Data shown ->
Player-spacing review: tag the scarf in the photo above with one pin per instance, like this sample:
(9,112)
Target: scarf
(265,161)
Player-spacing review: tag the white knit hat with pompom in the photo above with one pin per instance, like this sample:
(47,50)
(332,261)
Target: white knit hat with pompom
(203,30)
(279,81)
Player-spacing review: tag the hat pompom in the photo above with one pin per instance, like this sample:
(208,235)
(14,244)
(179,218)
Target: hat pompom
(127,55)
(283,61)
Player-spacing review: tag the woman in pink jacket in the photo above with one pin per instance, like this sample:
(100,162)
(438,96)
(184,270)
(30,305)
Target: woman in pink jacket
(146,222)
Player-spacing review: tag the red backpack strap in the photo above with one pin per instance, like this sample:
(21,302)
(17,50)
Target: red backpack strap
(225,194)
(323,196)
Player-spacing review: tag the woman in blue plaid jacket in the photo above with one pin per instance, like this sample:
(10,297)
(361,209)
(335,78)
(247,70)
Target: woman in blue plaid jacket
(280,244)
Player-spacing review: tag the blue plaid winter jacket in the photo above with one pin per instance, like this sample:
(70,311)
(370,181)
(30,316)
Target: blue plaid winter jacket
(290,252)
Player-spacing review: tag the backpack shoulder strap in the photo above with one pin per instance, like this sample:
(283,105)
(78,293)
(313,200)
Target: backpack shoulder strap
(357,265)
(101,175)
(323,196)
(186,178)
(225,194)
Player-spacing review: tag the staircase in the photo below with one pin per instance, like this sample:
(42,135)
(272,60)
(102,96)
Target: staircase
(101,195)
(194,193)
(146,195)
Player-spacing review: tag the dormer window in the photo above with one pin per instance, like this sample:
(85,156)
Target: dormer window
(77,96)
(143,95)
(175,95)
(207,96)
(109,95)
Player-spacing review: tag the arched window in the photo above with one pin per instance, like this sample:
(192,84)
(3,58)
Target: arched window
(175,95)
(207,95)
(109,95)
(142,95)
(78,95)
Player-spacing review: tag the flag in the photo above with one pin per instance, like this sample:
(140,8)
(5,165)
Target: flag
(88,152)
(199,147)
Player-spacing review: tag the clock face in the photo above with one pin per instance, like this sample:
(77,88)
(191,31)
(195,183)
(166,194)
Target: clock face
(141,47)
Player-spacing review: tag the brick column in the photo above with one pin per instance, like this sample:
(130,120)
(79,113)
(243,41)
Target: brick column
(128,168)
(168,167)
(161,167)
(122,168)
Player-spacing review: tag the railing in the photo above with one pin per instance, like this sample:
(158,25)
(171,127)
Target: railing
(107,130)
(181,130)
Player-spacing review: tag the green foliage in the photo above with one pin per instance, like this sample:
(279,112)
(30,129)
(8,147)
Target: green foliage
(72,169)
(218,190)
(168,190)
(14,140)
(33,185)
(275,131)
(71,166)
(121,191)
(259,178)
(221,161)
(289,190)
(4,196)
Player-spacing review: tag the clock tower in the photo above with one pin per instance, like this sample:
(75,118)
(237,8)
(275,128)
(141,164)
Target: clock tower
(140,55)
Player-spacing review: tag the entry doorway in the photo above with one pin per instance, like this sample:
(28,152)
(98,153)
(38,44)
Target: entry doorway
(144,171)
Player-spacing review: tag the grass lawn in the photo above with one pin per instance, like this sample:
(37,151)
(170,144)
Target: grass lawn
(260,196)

Requirement ->
Repeat the whole listing exactly, keeping every line intact.

Correct output ->
Player-spacing review: tag the scarf in the photo above with one pin per instance, like this sample:
(9,112)
Target: scarf
(265,161)
Player-spacing review: tag the white knit hat with pompom in the photo above with one pin per instance, like this sample:
(47,50)
(332,261)
Target: white knit hat with pompom
(203,30)
(279,81)
Player-spacing review: tag the hat pompom in the photo above with one pin per instance, like this sample:
(208,235)
(14,244)
(179,218)
Target: hat pompom
(127,55)
(283,61)
Player-spacing review: tag the woman in pink jacket in the photo above with one pin per instance, like this sample:
(100,162)
(438,96)
(184,270)
(30,305)
Target: woman in pink jacket
(146,222)
Player-spacing review: tag the red backpack strap in the photo above with one pin per instance, like this sample:
(21,302)
(17,50)
Target: red backpack strap
(225,194)
(323,196)
Player-spacing review: tag the woman in blue plaid jacket in the photo above with one pin per instance, like this sample:
(10,297)
(361,209)
(335,78)
(247,70)
Target: woman in blue plaid jacket
(280,244)
Player-spacing review: tag the blue plaid winter jacket in the photo above with one pin per instance, like this sample:
(70,311)
(370,181)
(30,316)
Target: blue plaid winter jacket
(290,252)
Player-spacing review: tag the backpack shoulder strap in the photo above with one pin per instance, like this sample:
(283,105)
(78,293)
(313,200)
Target: backpack shoulder strap
(357,265)
(101,175)
(323,196)
(186,178)
(225,194)
Player-spacing review: tag the staircase in the photo below with one pin per instance, like this sample:
(42,135)
(272,60)
(102,96)
Target: staircase
(101,195)
(194,193)
(146,195)
Player-spacing review: tag the dormer window in the photo above with one pin per instance, like this sample:
(85,156)
Target: dormer window
(77,96)
(143,95)
(175,95)
(207,96)
(109,95)
Player-spacing review: tag the arched window in the photo above with one pin per instance, like this sample:
(192,84)
(3,58)
Target: arched window
(175,95)
(207,95)
(109,95)
(142,95)
(78,95)
Player-spacing review: tag the flag in the photo above with one pin per instance, like this sample:
(140,8)
(5,165)
Target: flag
(88,152)
(199,147)
Player-spacing review: tag the clock face in the photo above with one pin per instance, like this sample:
(77,88)
(191,31)
(195,183)
(166,194)
Target: clock face
(141,47)
Player-spacing review: tag the brick column in the photo above with one pin per instance, like this sample:
(130,120)
(79,113)
(243,41)
Target: brick column
(128,168)
(168,167)
(161,167)
(122,168)
Player-spacing review: tag the railing in the photo above with one pin per instance, like this sample:
(158,25)
(171,127)
Target: railing
(107,130)
(181,130)
Player-spacing review: tag the green foliage in the photo above with one pin per instance, like this sample:
(279,112)
(30,129)
(8,147)
Target: green foliage
(72,169)
(218,190)
(168,190)
(14,140)
(33,185)
(275,131)
(71,166)
(121,191)
(259,178)
(221,161)
(289,190)
(4,196)
Player-spacing review: tag the clock tower in the photo above with one pin per instance, like this sample:
(75,118)
(237,8)
(275,128)
(141,164)
Target: clock tower
(140,55)
Player-spacing review: tag the entry doorway in the photo above with one pin per instance, like this sample:
(28,152)
(98,153)
(38,44)
Target: entry doorway
(144,171)
Player-spacing review: tag the grass lawn in the photo above with one pin per instance, like this sample:
(37,151)
(170,144)
Target: grass lawn
(260,196)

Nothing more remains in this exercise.